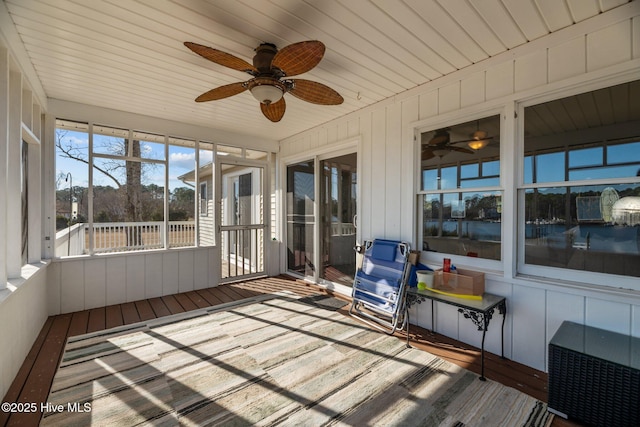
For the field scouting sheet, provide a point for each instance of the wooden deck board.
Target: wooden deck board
(172, 304)
(79, 323)
(185, 302)
(113, 316)
(34, 379)
(197, 299)
(209, 296)
(159, 307)
(129, 313)
(97, 320)
(37, 385)
(144, 310)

_ _ _ _ _

> Given problem: Reproduce every line of the records above, requests included, scaling each point coordinate by 1.95 and rounding it to the nearest whole number, with halves rounded up. Leave the pictures out.

> Full output:
For the field scouting sheet, provide a point for each instance of the wooden deck board.
Target: wooden deck board
(335, 593)
(154, 630)
(361, 589)
(220, 616)
(66, 739)
(384, 583)
(408, 577)
(310, 599)
(252, 610)
(189, 624)
(72, 751)
(281, 605)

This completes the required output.